Pointing dataset records
_ _ _ _ _

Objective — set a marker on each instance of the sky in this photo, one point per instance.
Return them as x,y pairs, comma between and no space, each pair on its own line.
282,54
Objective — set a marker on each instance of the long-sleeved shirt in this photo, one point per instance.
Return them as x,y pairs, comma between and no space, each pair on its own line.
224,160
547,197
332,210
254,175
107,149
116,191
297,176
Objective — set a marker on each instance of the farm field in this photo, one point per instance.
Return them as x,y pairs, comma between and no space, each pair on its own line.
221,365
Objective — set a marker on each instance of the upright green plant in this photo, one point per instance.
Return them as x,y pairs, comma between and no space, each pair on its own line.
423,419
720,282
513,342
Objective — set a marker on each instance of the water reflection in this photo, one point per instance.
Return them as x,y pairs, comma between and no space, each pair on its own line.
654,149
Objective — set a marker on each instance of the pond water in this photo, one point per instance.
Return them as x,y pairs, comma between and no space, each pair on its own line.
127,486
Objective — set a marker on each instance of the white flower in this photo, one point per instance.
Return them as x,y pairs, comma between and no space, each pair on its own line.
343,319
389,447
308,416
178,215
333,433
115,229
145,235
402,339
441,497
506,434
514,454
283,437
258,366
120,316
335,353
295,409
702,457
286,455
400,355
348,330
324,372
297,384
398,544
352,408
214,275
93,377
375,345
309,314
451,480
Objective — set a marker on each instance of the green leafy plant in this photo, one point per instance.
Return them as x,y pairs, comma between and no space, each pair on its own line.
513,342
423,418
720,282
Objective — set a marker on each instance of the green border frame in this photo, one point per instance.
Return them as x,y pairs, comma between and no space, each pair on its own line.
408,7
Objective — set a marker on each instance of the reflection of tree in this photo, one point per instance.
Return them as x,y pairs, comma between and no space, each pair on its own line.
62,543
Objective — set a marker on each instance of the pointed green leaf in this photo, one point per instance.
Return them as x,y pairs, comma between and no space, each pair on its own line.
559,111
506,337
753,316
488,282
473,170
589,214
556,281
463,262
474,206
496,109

_ _ _ _ _

> **SHORT EXERCISE**
Format the material above as a two-column CSV with the header columns "request" and "answer", one row per request. Put the full request text in the first column and its answer in the second, with each value enclosed in double quotes and any line breaks within it replaced by spaces.

> **SOLUTION**
request,answer
"Objective — set a marker on each instance of the sky in this photo, one point per instance. Return them as x,y pairs, comma between and no space, each pair on its own line.","282,54"
"Objective — set a marker on each instance of the long-sleeved shirt in this photo, one point per instance. Return them as x,y pairs, comma between and no space, each pair on its own line.","224,160 547,197 332,210 254,175 107,149 116,191 297,176"
"Objective — set a marker on each instance of the farm field in this photo, one point per instance. Return them as x,y pairs, comma between and no space, each pair on its own line.","221,365"
"Objective — set a marker on each instance of the upright green plant in this photo, one point per instance. Return them as x,y pairs, comma between and no space, each pair on its own line.","423,419 720,282 513,342"
"Objective — set a marker on each instance of the water reflection in this photo, one point per instance. Return them as x,y pairs, comma between and no space, each pair on its own line.","654,149"
"Objective — set a marker on each instance of the pond water in this photo, one point per instance. Return them as x,y pairs, comma between and no space, each pair on its own line.","127,486"
"Objective — set a marker on each instance of the white flower in this photo, one point per instance. Return them as x,y pairs, comma between and no space, each pair on its own line.","343,319 389,447 308,416 178,215 333,433 115,229 145,235 402,339 441,497 506,434 514,454 283,437 258,366 120,316 335,353 295,409 702,457 286,455 400,355 348,330 324,372 297,384 398,544 352,408 214,275 93,377 375,345 309,314 451,480"
"Objective — set a marker on each instance of the green leafy plant in this photo, one point per instance. Return them as x,y pairs, comma between and no space, each pair on its own line.","513,342 423,418 720,282"
"Objective — set a marker on each instance of the green border frame in this photo, one point per instance. Return them as x,y pairs, comma between and no space, each pair on its own line.","408,7"
"Objective — set a marker on each instance of the reflection of tree in this photo, one point per instance. Return them as x,y pairs, comma between and no space, each pair on its own line.","62,543"
"Objective — set a marker on each instance of the pointed green leaf in this photo, one point per instance. Return them as x,y pairs, comma between and no space, each pair on its own line.","559,111 506,337 753,316 488,282 473,170 589,214 556,281 463,262 474,206 496,109"